Aim of the task: Please copy every line of the data below, but scale each point coordinate in the answers by 1.85 and round it to a whole number, with halves rounding up. Leave the pictures out of your copy.

----- Stored records -----

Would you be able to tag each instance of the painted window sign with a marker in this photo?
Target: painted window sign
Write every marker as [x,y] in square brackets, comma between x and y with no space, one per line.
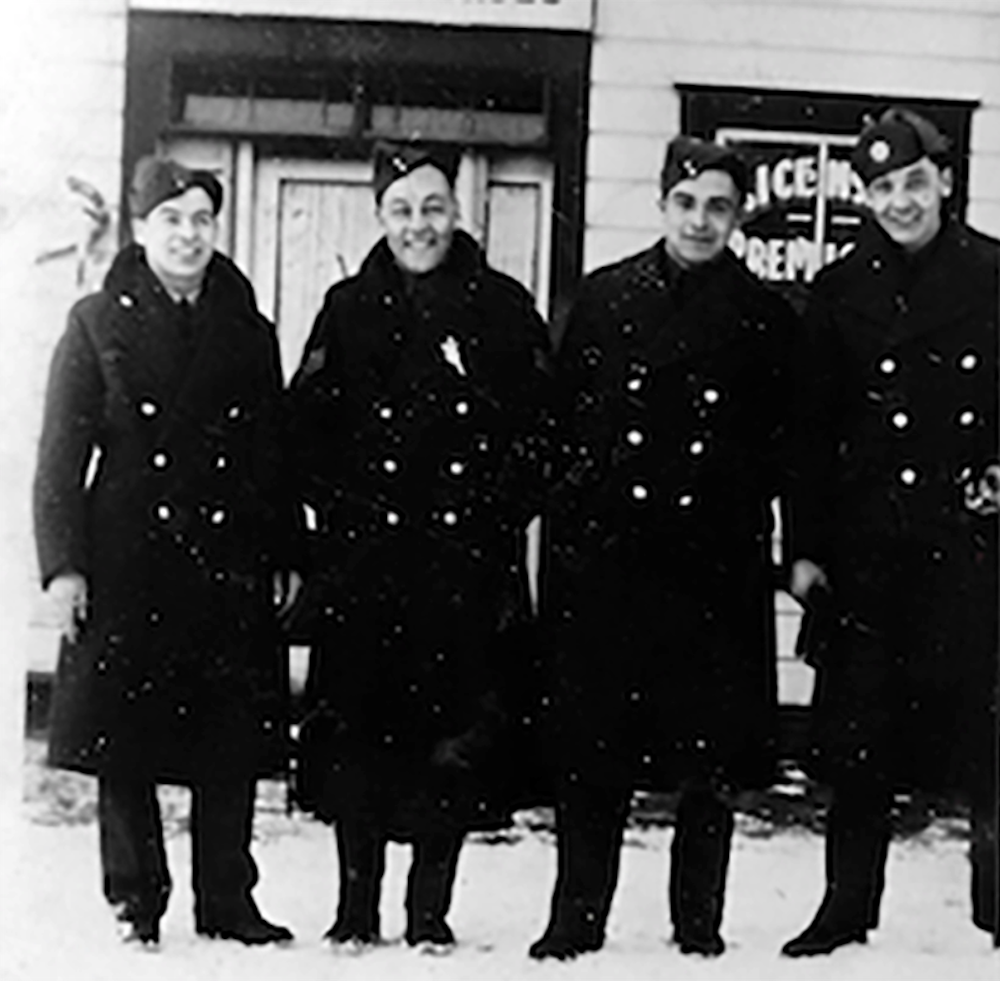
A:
[573,15]
[804,206]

-----

Result below:
Would you be able to tag each instance of the painted window sign with a marker in this photo?
Target: painted window sign
Write every marker as [x,y] in square brackets, comma between x and y with no space, one per line.
A:
[1060,28]
[1487,381]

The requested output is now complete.